— Task description —
In the entries below, find the line containing "Target: water gun". Write out that line and all lines after it, exactly, and nothing else.

Records from a data source
▶
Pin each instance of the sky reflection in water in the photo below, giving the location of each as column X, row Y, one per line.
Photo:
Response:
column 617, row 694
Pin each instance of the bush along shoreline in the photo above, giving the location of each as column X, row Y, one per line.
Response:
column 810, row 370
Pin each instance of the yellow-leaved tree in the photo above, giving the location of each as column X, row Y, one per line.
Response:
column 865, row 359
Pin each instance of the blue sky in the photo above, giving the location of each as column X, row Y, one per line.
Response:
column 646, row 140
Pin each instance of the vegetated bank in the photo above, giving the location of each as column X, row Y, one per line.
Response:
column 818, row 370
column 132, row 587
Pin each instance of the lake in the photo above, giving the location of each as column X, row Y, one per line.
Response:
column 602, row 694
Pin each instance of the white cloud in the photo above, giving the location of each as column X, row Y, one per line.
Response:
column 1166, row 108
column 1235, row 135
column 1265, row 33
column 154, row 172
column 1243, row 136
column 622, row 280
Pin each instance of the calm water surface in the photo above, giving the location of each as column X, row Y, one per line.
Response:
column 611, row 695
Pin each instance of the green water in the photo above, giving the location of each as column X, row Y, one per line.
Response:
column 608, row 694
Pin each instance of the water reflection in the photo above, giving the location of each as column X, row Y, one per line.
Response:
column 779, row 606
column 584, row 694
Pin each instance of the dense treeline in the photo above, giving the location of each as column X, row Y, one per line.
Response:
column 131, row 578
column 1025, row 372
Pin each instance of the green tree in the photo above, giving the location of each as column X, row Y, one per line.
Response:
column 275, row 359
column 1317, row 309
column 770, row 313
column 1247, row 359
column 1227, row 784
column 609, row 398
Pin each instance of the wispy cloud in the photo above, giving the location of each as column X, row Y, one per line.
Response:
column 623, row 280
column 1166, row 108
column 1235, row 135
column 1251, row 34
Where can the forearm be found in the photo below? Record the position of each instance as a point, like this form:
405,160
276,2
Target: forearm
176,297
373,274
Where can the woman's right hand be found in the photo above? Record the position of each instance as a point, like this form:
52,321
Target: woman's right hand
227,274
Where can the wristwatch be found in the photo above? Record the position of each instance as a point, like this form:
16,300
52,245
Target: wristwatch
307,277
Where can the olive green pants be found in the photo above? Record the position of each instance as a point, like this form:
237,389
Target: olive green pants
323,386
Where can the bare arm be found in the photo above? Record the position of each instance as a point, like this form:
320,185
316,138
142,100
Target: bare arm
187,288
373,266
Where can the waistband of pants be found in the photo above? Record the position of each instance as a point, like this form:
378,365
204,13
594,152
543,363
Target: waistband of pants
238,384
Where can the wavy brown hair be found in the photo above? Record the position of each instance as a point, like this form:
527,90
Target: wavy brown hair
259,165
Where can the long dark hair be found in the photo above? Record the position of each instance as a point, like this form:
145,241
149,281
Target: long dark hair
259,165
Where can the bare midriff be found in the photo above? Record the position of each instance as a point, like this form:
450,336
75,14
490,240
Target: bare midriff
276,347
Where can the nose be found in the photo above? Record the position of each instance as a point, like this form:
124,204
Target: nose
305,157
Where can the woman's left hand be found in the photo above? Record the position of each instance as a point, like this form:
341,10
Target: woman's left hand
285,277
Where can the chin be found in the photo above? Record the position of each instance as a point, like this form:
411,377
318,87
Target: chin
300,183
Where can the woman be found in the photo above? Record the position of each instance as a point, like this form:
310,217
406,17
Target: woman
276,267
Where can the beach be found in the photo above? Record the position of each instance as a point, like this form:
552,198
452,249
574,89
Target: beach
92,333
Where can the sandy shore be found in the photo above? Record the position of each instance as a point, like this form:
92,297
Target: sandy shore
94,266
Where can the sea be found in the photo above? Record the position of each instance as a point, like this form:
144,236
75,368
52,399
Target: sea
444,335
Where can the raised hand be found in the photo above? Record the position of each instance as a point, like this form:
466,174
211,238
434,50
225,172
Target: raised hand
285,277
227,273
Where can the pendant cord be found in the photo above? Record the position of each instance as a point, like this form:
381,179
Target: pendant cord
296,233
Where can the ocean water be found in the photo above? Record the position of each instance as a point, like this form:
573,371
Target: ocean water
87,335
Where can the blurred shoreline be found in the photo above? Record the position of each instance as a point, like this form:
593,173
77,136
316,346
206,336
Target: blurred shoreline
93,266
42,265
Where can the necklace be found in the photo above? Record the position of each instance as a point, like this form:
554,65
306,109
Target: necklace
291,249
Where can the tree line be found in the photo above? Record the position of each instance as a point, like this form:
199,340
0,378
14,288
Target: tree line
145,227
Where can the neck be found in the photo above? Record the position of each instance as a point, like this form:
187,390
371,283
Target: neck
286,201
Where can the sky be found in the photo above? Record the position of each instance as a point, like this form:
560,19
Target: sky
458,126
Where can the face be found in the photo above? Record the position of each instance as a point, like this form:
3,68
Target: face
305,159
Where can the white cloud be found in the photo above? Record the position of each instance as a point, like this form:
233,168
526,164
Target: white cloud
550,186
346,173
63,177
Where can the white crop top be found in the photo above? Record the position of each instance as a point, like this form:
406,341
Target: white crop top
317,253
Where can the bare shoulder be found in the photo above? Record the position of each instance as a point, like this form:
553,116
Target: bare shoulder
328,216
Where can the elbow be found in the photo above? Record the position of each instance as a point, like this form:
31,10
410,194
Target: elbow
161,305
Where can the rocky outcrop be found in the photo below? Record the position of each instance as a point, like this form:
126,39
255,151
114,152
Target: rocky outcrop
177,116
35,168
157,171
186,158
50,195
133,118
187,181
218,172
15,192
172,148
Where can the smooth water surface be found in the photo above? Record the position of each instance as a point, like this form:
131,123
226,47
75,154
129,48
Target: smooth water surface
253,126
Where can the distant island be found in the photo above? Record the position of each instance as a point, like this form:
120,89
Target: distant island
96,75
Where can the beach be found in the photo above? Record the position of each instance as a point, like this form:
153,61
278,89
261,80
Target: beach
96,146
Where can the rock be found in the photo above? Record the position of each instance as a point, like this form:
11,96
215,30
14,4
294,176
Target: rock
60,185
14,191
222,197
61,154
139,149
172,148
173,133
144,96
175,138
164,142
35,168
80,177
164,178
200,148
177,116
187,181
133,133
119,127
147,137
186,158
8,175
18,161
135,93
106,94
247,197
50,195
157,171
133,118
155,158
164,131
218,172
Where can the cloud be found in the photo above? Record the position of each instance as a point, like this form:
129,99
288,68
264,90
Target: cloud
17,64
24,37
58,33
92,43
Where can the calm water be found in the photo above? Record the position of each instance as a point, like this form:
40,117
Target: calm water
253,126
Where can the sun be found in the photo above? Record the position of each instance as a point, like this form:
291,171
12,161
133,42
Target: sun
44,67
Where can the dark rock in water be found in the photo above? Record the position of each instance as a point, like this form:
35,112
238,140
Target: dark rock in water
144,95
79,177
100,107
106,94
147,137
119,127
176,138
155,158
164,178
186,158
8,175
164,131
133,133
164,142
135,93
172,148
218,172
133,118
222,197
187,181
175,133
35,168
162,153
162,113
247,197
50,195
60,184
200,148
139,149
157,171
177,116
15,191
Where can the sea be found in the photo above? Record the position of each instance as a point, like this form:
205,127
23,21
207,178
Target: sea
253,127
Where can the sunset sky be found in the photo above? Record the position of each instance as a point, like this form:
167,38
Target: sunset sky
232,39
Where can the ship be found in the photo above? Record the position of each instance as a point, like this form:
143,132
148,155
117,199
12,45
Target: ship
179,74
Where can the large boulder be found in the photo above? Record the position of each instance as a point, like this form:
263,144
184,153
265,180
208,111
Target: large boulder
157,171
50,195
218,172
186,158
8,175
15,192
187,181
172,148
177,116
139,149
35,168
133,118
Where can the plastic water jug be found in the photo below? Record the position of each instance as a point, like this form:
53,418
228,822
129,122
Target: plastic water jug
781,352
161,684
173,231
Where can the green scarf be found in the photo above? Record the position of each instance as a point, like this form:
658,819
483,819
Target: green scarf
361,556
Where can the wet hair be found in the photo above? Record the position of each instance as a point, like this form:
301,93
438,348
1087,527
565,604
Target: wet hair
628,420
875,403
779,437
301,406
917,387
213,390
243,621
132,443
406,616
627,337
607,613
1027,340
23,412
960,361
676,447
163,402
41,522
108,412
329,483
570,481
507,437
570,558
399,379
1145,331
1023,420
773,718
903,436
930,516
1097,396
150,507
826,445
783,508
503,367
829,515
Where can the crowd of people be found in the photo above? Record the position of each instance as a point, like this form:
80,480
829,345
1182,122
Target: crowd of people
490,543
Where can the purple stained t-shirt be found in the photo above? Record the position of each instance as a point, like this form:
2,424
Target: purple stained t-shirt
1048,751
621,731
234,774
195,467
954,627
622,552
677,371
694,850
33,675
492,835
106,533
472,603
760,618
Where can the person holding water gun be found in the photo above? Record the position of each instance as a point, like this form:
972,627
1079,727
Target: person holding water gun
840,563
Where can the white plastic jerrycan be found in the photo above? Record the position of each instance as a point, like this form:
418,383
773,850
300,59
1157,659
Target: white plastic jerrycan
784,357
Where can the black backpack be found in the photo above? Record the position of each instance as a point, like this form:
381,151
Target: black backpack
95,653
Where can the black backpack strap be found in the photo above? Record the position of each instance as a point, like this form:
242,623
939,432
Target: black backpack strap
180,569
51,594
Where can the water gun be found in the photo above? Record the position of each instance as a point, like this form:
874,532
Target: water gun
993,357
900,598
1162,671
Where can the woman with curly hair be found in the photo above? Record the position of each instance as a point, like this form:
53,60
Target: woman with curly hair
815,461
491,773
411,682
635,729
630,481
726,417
◀
— Expected answer —
Target: water gun
993,357
900,598
1162,671
Where can the woman with curly hair be found in the photo above? Record the position of each instance as a point, like this form:
53,60
Target: woman with curly hair
815,461
491,773
411,682
635,729
630,481
726,417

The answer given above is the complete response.